MATERIAL PROVIDED:
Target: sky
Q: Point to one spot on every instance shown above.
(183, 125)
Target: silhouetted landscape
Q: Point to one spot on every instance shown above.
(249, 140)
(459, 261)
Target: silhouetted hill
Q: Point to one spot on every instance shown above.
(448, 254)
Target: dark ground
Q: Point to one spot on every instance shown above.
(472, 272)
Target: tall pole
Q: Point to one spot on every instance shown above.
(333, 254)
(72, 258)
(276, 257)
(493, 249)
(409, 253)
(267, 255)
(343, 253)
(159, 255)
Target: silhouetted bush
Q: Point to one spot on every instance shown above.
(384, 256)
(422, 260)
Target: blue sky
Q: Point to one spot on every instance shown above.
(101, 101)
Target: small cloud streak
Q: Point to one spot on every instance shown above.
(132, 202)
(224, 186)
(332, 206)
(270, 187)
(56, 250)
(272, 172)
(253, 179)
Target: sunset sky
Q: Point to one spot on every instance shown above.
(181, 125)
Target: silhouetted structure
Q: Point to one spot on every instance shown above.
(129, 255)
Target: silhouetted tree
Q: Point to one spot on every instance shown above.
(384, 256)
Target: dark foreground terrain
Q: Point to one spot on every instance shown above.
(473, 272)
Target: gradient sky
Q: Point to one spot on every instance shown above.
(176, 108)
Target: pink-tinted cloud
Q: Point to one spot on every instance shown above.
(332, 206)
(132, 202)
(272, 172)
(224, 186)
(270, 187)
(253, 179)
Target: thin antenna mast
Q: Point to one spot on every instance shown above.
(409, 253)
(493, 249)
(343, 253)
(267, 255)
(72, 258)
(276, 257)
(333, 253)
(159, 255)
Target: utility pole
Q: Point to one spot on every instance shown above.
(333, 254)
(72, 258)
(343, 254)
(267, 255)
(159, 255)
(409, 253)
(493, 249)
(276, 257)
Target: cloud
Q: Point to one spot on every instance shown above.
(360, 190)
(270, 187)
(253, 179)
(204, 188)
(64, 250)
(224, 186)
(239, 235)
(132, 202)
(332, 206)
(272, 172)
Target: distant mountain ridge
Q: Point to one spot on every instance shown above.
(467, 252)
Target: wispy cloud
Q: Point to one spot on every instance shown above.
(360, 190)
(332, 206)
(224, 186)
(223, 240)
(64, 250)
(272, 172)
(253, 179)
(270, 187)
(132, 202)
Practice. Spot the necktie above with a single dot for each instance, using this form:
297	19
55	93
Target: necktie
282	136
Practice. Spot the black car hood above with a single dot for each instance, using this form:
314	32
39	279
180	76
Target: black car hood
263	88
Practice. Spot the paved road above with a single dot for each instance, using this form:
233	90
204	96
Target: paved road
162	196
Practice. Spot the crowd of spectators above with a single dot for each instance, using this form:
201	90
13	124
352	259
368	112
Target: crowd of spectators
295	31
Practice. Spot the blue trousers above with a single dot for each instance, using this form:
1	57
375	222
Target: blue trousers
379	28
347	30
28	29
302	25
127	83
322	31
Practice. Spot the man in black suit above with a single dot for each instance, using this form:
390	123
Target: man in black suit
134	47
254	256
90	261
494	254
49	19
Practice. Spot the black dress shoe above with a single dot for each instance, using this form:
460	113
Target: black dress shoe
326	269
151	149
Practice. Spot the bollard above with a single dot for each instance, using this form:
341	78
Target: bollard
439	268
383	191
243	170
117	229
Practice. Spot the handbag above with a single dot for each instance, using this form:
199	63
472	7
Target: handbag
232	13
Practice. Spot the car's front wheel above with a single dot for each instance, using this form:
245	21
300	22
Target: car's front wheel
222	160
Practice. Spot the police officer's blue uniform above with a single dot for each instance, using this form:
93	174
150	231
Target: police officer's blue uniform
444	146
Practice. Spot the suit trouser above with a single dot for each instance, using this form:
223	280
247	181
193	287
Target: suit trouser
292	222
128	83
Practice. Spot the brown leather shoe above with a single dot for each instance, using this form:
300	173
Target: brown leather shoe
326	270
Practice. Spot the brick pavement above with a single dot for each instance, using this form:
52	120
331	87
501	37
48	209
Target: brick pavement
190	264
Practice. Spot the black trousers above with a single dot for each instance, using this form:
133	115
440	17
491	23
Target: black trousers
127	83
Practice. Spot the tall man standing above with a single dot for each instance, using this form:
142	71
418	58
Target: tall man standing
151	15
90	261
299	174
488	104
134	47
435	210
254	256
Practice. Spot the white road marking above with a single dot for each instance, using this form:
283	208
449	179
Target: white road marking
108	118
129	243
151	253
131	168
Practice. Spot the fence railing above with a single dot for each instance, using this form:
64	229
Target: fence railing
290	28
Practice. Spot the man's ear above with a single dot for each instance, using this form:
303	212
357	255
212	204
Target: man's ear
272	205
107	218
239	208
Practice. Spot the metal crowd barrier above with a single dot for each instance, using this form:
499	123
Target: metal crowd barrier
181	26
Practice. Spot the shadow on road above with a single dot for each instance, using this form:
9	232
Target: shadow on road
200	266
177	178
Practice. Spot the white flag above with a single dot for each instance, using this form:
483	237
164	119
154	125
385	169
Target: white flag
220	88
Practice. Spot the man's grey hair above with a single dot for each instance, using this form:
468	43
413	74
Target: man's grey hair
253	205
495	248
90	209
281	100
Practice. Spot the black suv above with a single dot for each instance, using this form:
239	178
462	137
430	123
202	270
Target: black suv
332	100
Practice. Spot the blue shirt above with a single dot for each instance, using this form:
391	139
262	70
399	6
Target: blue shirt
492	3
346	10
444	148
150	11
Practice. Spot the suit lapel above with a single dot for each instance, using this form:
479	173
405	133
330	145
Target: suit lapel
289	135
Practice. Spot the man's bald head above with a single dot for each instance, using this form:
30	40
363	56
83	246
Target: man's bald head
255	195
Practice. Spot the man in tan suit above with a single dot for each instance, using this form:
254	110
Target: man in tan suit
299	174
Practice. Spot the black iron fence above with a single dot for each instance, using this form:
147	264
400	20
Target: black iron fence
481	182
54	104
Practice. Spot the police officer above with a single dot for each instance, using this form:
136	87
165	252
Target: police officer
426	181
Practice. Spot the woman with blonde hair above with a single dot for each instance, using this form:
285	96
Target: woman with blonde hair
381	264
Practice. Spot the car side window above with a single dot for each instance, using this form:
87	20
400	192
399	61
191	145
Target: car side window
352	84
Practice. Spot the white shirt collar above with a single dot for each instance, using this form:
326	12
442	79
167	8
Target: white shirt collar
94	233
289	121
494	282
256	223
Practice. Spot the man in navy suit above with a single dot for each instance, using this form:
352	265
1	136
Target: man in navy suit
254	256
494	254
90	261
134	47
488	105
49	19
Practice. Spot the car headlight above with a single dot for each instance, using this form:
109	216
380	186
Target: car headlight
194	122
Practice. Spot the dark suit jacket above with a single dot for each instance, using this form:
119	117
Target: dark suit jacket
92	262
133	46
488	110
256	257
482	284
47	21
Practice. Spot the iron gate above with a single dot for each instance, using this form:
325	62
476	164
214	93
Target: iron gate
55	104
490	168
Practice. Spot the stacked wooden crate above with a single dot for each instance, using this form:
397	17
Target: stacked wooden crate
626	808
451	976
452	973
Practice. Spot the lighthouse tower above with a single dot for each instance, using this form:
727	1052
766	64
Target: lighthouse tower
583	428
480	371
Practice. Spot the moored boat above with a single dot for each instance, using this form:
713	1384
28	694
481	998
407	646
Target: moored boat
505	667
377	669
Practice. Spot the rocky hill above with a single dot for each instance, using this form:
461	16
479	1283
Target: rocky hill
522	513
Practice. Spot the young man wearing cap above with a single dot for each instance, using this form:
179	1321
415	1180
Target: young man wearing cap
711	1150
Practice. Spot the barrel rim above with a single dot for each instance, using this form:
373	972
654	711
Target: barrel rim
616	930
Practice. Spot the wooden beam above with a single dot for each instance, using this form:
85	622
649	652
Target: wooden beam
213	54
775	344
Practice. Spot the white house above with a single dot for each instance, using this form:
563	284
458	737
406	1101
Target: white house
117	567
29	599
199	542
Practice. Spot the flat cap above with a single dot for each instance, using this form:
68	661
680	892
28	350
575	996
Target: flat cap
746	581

EXERCISE REQUIREMENTS: Show the lines from the data above that contain the string "silhouetted".

YOUR RESPONSE:
Target: silhouetted landscape
Target: silhouetted hill
Target: silhouetted bush
Target: silhouetted structure
Target: silhouetted tree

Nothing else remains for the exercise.